**本文抜粋**
------------------------
−−すると、なにがきっかけで歌うようになったのですか?
他人に楽曲を提供する際、「仮歌(かりうた)」といって説明のための歌を録音する必要があるんです。それで自分で歌っていたのですが、それを聴いた人が「けっこう、歌がうまいんだね」といってくれて。自分で歌うのもいいかもしれないと考えるようになりました。新しい世界を見るようで楽しかったです。曲ができたら早く「仮歌」を録音したくて仕方なくなりました。
−−非常に印象的な歌詞が多いのですが、歌詞のほうは以前から?
いいえ、実は日記も書いたことがなくて…。11年に自分でつくった歌を自分で歌おうと思ったときに初めて書き始めたんです。私にとって歌を作ることは歌詞をうたうためなので、歌詞から作り始めます。まず、言葉ありき。具体的には、あることがらついてメモしたノートを見ながらピアノに向かい、歌に仕上げます。メモは、歌詞と呼ぶにはあまりにも言葉が整理されていない。そんな文章です。
------------------------
**提供資料**

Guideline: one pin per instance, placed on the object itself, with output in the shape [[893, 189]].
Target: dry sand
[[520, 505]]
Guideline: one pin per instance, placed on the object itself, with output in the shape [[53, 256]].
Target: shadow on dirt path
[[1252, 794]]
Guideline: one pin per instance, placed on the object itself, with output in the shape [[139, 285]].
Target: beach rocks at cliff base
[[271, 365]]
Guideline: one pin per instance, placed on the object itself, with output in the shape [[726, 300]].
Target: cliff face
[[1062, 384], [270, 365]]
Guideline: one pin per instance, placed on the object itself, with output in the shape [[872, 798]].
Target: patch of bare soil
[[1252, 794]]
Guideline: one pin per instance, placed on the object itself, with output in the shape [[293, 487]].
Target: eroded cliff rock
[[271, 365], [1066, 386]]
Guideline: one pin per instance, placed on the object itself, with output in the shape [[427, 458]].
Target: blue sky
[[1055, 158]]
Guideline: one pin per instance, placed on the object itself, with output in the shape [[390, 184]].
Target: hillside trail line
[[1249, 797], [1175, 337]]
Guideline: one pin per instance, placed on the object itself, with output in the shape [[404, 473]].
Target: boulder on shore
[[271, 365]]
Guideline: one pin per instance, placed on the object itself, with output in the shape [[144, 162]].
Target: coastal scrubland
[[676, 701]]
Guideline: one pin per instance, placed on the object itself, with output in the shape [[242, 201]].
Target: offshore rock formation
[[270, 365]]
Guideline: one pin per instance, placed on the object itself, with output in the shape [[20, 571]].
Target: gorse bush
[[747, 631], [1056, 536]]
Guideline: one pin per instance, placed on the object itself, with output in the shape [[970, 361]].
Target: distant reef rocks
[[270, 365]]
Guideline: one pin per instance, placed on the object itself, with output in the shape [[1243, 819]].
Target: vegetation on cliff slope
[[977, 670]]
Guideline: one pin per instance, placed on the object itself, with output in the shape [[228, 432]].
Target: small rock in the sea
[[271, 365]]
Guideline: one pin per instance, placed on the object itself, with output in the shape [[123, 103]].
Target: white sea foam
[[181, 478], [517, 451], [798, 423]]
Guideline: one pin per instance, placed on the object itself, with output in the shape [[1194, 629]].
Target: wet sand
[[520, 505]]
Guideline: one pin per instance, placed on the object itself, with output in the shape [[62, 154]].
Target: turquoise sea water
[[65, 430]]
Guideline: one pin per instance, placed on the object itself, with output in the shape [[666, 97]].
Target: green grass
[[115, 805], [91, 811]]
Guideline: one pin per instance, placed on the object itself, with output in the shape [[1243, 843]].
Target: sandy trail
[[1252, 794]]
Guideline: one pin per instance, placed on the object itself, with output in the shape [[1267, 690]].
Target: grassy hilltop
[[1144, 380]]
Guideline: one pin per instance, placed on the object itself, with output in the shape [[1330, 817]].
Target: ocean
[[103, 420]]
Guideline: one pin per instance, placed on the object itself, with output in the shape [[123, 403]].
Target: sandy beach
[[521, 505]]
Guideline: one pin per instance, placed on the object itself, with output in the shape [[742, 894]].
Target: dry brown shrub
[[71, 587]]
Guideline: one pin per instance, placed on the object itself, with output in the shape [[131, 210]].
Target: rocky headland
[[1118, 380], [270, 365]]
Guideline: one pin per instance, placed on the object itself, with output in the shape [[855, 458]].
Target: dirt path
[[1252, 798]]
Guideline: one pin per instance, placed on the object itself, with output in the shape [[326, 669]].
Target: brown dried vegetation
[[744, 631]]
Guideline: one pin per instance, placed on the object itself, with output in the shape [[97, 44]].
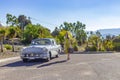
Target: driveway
[[79, 67]]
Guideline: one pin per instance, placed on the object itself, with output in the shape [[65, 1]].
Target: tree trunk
[[13, 46], [1, 46]]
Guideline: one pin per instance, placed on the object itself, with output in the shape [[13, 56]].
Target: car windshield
[[41, 42]]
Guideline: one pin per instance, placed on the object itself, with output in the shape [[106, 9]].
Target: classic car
[[43, 48]]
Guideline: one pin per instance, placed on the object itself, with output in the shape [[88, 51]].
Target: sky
[[96, 14]]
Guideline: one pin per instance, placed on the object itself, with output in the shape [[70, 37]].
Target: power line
[[43, 21]]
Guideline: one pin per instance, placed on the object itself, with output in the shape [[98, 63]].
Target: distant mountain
[[114, 31]]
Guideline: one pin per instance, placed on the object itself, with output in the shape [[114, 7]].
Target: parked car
[[43, 48]]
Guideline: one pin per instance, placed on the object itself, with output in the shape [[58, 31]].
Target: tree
[[2, 35], [23, 21], [55, 32], [12, 33], [35, 31], [11, 20], [77, 29]]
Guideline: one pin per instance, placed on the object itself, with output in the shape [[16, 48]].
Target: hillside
[[114, 31]]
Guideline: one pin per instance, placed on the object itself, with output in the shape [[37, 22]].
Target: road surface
[[79, 67]]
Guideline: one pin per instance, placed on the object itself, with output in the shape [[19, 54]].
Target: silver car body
[[44, 48]]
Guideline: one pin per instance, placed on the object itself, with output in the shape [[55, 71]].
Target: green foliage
[[91, 48], [35, 31], [116, 46], [76, 48], [77, 29], [8, 47], [108, 44]]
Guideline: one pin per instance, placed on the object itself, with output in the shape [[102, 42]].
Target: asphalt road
[[79, 67]]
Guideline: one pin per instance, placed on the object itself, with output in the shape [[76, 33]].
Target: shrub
[[8, 47], [75, 48], [91, 48], [116, 46]]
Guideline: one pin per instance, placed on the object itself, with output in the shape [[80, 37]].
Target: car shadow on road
[[21, 63], [52, 63]]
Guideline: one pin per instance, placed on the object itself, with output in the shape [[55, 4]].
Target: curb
[[8, 59]]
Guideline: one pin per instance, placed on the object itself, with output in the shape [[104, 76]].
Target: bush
[[116, 46], [75, 48], [91, 48], [8, 47]]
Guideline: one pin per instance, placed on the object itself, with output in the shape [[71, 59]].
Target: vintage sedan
[[43, 48]]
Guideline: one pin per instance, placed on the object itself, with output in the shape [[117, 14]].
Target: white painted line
[[8, 59]]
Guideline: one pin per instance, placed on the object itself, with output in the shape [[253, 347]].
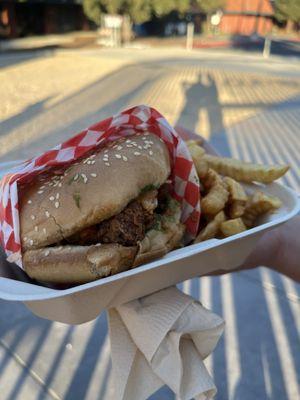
------------------------
**やること**
a: 歌と作詞についてのインタビューから、「いいえ、実は日記も書いたこと」から「れていない。そんな文章です。」までの部分を一字一句違えずに書き写してください。
b: 歌と作詞についてのインタビューをもとに、次の問いに答えてください。
(i) 他人に楽曲を提供する際に録音する、説明のための歌は何と呼ばれていますか。
(ii) 歌詞を書き始めたのは何年ですか。
(iii) 歌を作るとき、何から作り始めますか。

**作業ごとの結果**
a:
いいえ、実は日記も書いたことがなくて…。11年に自分でつくった歌を自分で歌おうと思ったときに初めて書き始めたんです。私にとって歌を作ることは歌詞をうたうためなので、歌詞から作り始めます。まず、言葉ありき。具体的には、あることがらついてメモしたノートを見ながらピアノに向かい、歌に仕上げます。メモは、歌詞と呼ぶにはあまりにも言葉が整理されていない。そんな文章です。

b:
(i) 仮歌(かりうた)
(ii) 11年
(iii) 歌詞